▸ **TEKS YANG DIBERIKAN**
Mereka tidak sadar atau pura-pura tidak sadar bahwa dalam dimensi agama, atau secara spesifik dalam dimensi syariah sendiri—ada hierarki umum yang berlaku. Secara global, dimensi tersebut dapat dibagi menjadi dua: pertama, ushûl i’tiqâdiyyah yaitu yang berkaitan dengan akidah (teologi), dan yang kedua, furû’ fiqhiyyah, berkaitan dengan hukum Islam. Yang mana, masing-masing dari dua dikotomi ini terbagi menjadi ushûl (aspek statis) dan furû’ (aspek dinamis). Aspek dinamis di sini, secara tidak langsung mengafirmasi bahwa syariah Islam itu kontekstual sepanjang masa. Dan tentu bukan hal yang aneh jika pembaharuan wacana keislaman (Tajdîd al-Khitâb al-Dînîy) terdengar gaungnya di mana-mana.
Mereka bisa diibaratkan sekelompok orang di lantai dasar yang hendak pergi ke lantai atas flat, tanpa melewati tangga atau lift yang tersedia di flat itu. Mereka ingin tiba-tiba sampai di lantai atas, tanpa mau bersusah payah melewati tangga satu per satu. Sebuah keinginan yang lucu, utopis dan mustahil.
Terkait model beragama semacam ini, saya jadi teringat buku Syekh Ali Jum’ah, al-Tharîq ilâ al-Turâts. Sebenarnya buku ini bukan tulisan beliau langsung, namun berupa hasil seminar “Pengenalan Ilmu-ilmu Keislaman (Naqliyyah-Turâtsiyyah) bagi Peneliti Ilmu-ilmu Humaniora” yang dimulai pada 20 November 2001. Hasil seminar ini kemudian dibukukan oleh pusat penelitian ilmu-ilmu politik di bawah koordinasi Dr. Nadia Mushtafa dan Dr. Saifudin Abdul Fatah.
Berlatar belakang kegelisahan Syekh Ali Jum’ah akan adanya retakan antara pemahaman masyarakat muslim dengan pemahaman ulama, terjadi tumpang tindih dalam memahami turats Islam dan ilmu-ilmu sosial. Layaknya setiap sel yang hidup dan berkembang, lambat laun retakan itu akan menjadi lubang yang cukup besar.
Syekh Ali Jum’ah menyampaikan sebuah ceramah (muhâdlarah) terkait kegelisahan itu di kanal YouTube beliau yang diunggah 11 Januari 2020, bahwa banyak masyarakat muslim membaca turats tapi tidak memahami apa yang dibaca. Retakan pemahaman itu benar-benar tumbuh, makin membesar. Karena tentu yang dimaksud bukan pemahaman yang dangkal, melainkan pemahaman yang mendalam (fahm amîq). Dengan pemahaman yang mendalam, nantinya mereka (atau bahkan kita) dapat mengambil sikap, mau menerima pendapat ulama, atau menolaknya. Mau mengkritisi, atau memilahnya.

▸ **DATA**

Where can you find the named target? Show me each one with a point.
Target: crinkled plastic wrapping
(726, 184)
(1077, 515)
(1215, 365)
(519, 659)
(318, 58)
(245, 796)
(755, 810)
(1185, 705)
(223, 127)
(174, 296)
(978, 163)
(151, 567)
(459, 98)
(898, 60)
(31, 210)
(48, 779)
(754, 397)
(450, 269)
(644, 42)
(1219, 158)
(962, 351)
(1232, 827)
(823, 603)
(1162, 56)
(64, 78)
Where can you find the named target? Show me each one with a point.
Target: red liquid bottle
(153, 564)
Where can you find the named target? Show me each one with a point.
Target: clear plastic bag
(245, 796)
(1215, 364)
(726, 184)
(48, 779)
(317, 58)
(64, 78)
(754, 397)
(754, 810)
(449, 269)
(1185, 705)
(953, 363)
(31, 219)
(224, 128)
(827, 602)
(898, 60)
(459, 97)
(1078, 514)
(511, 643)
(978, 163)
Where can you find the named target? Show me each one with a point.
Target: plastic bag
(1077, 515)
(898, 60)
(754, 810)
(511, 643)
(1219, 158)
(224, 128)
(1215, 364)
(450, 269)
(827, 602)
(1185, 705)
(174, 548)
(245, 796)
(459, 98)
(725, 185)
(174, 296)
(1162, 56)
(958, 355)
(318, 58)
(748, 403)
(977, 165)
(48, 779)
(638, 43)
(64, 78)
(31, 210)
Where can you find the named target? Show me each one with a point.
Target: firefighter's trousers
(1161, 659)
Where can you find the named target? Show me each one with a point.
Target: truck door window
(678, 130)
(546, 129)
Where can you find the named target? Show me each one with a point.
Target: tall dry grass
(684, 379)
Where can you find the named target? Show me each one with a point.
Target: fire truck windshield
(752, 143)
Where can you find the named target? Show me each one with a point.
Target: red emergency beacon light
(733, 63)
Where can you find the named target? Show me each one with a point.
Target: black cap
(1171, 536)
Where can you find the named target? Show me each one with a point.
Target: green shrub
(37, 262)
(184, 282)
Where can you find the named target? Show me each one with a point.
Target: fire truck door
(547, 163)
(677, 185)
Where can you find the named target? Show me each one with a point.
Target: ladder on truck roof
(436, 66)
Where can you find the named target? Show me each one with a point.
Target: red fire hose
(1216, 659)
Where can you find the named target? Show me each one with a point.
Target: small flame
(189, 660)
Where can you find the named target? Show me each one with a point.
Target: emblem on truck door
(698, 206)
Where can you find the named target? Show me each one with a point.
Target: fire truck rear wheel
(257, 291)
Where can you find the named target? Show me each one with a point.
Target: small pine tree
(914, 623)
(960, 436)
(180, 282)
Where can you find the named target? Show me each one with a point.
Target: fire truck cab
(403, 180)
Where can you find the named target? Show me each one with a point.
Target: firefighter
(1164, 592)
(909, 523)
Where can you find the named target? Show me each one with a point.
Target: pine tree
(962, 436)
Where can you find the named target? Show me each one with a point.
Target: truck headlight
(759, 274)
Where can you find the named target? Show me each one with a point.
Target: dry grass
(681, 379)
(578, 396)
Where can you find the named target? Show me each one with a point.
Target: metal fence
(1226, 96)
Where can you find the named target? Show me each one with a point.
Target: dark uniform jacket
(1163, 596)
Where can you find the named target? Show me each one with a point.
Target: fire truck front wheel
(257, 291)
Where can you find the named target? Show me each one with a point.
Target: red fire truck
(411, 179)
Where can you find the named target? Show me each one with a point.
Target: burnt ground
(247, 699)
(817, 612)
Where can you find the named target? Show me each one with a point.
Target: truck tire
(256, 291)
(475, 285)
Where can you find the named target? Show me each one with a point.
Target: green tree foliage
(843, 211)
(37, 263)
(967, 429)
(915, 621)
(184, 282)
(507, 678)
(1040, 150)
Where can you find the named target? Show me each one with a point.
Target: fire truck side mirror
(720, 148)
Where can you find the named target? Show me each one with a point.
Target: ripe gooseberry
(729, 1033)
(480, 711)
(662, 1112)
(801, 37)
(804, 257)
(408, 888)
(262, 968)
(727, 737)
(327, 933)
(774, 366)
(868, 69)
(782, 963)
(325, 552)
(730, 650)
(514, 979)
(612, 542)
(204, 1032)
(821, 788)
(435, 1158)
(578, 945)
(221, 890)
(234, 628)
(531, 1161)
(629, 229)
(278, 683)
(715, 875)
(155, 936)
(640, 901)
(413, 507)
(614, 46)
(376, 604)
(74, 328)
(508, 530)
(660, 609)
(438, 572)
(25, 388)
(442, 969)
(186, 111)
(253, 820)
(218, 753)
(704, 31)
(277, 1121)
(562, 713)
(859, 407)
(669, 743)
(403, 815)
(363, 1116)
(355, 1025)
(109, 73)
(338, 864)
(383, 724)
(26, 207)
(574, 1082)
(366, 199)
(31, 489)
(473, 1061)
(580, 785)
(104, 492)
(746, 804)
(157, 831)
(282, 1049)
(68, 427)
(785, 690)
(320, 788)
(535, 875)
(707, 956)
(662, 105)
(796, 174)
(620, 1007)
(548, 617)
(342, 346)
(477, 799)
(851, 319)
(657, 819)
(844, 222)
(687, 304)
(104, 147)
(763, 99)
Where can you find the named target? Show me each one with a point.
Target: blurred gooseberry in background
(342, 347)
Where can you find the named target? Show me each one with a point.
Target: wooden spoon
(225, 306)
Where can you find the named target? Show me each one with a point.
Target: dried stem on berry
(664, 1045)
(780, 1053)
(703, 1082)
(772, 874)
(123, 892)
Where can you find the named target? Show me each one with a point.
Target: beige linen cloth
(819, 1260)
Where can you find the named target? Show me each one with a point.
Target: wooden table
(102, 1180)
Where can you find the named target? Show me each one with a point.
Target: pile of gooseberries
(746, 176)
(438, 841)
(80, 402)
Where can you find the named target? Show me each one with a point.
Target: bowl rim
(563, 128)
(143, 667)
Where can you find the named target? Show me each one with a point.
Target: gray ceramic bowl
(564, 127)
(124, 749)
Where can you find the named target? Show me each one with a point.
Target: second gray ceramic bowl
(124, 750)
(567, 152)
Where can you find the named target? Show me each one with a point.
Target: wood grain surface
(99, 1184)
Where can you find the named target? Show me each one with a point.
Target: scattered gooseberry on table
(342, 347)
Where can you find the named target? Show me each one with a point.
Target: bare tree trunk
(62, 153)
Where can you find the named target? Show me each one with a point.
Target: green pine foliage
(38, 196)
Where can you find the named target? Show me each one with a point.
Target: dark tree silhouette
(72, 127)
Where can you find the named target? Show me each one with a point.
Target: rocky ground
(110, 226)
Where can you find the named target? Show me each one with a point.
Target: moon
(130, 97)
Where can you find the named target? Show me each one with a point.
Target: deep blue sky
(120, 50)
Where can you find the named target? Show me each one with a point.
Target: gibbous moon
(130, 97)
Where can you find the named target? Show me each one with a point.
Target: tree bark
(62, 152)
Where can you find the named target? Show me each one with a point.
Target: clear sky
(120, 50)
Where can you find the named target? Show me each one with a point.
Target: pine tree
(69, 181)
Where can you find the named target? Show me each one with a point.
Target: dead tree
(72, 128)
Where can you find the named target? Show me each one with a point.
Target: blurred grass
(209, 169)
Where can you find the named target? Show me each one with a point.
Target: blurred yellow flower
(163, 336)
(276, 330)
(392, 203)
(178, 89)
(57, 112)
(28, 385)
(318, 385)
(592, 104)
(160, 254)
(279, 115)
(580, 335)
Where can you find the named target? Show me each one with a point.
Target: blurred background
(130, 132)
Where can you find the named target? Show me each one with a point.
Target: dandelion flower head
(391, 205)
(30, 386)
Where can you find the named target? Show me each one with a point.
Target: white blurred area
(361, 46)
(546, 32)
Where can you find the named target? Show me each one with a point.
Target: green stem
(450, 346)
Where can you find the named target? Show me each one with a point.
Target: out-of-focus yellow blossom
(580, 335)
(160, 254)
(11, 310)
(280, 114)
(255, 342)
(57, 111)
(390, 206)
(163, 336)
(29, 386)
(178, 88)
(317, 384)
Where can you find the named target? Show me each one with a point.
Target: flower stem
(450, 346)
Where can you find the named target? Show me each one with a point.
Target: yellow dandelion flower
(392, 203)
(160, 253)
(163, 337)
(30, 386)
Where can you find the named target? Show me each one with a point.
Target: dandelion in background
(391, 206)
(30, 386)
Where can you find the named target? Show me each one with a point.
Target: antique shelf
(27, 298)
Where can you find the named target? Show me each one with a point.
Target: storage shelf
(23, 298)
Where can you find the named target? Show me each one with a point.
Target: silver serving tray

▸ **TUGAS YANG DIKERJAKAN**
**A.** Menurut teks tentang turats Islam, kapan seminar yang hasilnya dibukukan menjadi al-Tharîq ilâ al-Turâts dimulai?
**B.** Terjemahkan kalimat dari teks tentang turats Islam ini ke bahasa Inggris: "Mereka ingin tiba-tiba sampai di lantai atas, tanpa mau bersusah payah melewati tangga satu per satu."
**C.** Sebutkan semua nama orang yang muncul dalam teks tentang turats Islam.

▸ **JAWABAN TIAP TUGAS**
**A.** 20 November 2001.

**B.** They want to suddenly arrive at the upper floor without being willing to go to the trouble of climbing the stairs one by one.

**C.** Syekh Ali Jum’ah, Dr. Nadia Mushtafa, Dr. Saifudin Abdul Fatah